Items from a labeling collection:
'''

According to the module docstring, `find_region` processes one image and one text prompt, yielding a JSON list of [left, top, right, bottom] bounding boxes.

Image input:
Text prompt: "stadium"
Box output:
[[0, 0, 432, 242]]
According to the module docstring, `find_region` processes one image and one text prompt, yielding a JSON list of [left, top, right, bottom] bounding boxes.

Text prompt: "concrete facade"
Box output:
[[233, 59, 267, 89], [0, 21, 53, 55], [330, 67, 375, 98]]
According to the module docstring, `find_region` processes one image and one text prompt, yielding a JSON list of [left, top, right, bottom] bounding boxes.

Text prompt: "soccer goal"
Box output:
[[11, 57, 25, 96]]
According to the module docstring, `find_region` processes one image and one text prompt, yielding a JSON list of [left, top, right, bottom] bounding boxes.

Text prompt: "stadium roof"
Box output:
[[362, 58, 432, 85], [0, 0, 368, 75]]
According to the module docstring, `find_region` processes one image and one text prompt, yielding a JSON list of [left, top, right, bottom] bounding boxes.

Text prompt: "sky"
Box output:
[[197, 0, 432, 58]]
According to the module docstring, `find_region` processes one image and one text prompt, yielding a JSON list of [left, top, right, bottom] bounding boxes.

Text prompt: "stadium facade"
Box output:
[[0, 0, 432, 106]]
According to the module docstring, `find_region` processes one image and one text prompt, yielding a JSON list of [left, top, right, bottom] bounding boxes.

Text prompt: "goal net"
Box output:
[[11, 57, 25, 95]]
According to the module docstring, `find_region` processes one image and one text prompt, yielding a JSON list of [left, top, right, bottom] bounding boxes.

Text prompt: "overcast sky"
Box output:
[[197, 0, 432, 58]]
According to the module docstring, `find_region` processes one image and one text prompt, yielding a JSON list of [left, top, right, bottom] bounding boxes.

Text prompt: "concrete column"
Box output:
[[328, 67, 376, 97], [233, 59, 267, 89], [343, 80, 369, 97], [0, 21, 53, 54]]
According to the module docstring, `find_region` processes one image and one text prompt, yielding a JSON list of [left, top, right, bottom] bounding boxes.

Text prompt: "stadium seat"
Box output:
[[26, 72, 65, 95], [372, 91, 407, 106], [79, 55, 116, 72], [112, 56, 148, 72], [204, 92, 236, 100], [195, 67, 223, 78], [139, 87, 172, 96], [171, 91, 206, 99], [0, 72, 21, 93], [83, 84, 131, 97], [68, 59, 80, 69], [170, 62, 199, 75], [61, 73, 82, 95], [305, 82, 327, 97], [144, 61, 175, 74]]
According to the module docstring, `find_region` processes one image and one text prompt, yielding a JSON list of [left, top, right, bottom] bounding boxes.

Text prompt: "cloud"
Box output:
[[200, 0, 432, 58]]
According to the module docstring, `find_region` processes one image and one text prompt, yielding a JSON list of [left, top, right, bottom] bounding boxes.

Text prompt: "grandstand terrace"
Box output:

'''

**What to work on**
Print all of the data above again, line for line, with no changes.

**Written solution**
According to the module docstring, `find_region` processes one image and one text prompt, yielding a JSON list of [left, top, right, bottom] bounding boxes.

Image input:
Text prompt: "stadium"
Box output:
[[0, 0, 432, 242]]
According to the module docstring, `find_region` processes one image and one text prompt, yielding a JSON list of [left, top, right, bottom] bounding boxes.

Text prompt: "concrete facade"
Box output:
[[233, 59, 267, 89], [0, 21, 53, 55], [330, 67, 375, 98]]
According to the module docstring, `find_region` processes one image and one text prompt, yielding a JSON list of [left, top, right, bottom] bounding boxes.

Text prompt: "soccer goal"
Box output:
[[11, 57, 25, 96]]
According to the module docstring, `find_region` processes one image and one text prompt, yielding a JSON list of [left, top, right, bottom] bounding boxes.

Text prompt: "stadium roof"
Box output:
[[362, 58, 432, 85], [0, 0, 368, 75]]
According to the module docstring, `find_region` processes one image and one text prompt, yielding a JSON list of [left, top, right, bottom] bounding boxes.

Text prompt: "sky"
Box output:
[[197, 0, 432, 58]]
According to the module docstring, `find_region` processes one image and one text prompt, yielding a JSON list of [left, top, right, bottom] bounding boxes.

Text prompt: "stadium facade"
Box output:
[[0, 0, 432, 106]]
According to the module docstring, `find_region` processes one image and one text prompt, yielding a JSON list of [left, top, right, bottom] bounding boxes.

Text prompt: "goal net"
Box output:
[[11, 57, 25, 95]]
According to the module docstring, `find_region` processes one image and one text prompt, yielding a JSON list of [left, top, right, bottom] bounding boxes.

Text prompt: "overcast sky"
Box output:
[[197, 0, 432, 58]]
According to the module docstring, `find_region` processes one image and one text prompt, yielding a JSON list of [left, top, right, bottom] bounding boxes.

Text prompt: "concrete column"
Box output:
[[328, 67, 376, 97], [233, 59, 267, 89], [343, 80, 369, 97], [0, 21, 53, 54]]
According to the module docstring, `find_region` processes one image and one text prompt, yielding a JSON list of [left, top, right, bottom] bounding boxes.

Text prompt: "stadium seat"
Box output:
[[26, 72, 65, 95], [372, 91, 407, 106], [79, 55, 116, 72], [112, 56, 148, 72], [204, 92, 236, 100], [195, 67, 223, 78], [139, 87, 172, 96], [171, 91, 206, 99], [0, 72, 21, 93], [83, 84, 131, 97], [68, 59, 80, 69], [170, 62, 199, 75], [61, 73, 82, 95], [305, 82, 327, 97], [144, 61, 175, 74]]
According to the module docstring, `find_region` processes one image and one text prompt, yielding a JSON list of [left, top, right, bottom] bounding boxes.

Text prompt: "cloud"
Box output:
[[200, 0, 432, 58]]
According to the module docstring, `find_region` processes one image and one text prompt, yielding a JSON list of [left, top, right, bottom] bounding boxes.

Text prompt: "grandstand terrace"
Box output:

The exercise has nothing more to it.